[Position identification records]
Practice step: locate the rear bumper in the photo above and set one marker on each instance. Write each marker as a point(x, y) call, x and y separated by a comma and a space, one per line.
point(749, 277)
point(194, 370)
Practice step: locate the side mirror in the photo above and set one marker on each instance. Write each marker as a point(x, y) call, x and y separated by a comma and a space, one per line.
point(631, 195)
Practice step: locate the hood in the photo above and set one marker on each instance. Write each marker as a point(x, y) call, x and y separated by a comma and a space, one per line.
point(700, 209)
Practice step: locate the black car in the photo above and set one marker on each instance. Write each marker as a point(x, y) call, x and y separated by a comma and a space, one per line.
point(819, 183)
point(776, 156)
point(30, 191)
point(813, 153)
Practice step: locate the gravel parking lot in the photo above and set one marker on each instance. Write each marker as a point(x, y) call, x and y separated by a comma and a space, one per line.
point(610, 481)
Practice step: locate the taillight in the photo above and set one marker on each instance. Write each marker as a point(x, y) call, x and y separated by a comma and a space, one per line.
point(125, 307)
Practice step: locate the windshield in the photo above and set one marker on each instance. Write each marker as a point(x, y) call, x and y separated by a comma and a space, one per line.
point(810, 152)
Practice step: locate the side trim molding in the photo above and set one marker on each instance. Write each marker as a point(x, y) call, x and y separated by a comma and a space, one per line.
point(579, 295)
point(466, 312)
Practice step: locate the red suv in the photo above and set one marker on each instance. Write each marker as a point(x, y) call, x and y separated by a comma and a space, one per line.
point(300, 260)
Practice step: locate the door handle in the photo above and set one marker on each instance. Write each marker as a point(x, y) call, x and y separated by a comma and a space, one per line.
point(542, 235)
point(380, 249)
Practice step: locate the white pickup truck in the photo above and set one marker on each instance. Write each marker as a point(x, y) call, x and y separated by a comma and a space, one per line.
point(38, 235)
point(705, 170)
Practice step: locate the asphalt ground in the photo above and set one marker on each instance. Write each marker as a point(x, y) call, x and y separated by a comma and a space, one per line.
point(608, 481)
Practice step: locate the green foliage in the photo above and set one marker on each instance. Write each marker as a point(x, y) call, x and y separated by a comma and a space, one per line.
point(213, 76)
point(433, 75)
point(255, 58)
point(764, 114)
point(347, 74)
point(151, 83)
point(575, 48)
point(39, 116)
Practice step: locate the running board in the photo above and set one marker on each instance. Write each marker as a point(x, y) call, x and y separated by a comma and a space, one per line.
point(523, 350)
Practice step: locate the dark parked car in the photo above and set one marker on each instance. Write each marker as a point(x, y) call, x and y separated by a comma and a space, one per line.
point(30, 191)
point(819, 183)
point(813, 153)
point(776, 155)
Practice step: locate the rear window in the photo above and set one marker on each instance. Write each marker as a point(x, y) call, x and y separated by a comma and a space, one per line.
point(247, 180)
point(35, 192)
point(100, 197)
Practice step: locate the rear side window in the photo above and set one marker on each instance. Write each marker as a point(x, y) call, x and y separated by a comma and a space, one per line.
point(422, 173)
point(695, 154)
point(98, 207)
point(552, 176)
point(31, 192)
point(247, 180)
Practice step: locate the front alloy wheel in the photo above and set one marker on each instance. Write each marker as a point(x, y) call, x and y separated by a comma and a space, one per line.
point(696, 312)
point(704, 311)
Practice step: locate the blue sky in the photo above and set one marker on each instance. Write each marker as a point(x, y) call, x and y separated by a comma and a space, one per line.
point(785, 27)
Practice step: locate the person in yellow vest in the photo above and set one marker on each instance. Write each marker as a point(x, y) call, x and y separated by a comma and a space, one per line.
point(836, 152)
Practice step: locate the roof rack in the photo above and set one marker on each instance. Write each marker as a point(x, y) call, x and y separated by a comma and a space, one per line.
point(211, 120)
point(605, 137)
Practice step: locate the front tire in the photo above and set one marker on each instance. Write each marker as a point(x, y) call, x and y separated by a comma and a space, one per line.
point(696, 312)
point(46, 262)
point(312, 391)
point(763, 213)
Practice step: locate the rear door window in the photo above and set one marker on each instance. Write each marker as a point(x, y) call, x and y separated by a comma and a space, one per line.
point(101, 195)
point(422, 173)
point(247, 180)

*WHAT IS BEING ASKED*
Transcribe, word for word, the stretch of the listing from the line containing "Practice step: locate the red" through the line containing "point(705, 170)".

*OUTPUT OF THE EXERCISE*
Practice step: locate the red suv in the photo above and set one marker on each instance. Write each marker as a point(x, y) call, x and y separated by a comma and a space, one per line.
point(300, 260)
Practice step: locate the door handle in the photo above and set one marker on each instance. Write each marker as a point(x, y) call, x and y separated by a comma and a space, one per line.
point(542, 235)
point(380, 249)
Practice step: locate the white pickup truck in the photo above and set one marker on each instance. Write each marker as a point(x, y) call, x and y separated by a comma and a space, one per line.
point(38, 235)
point(705, 170)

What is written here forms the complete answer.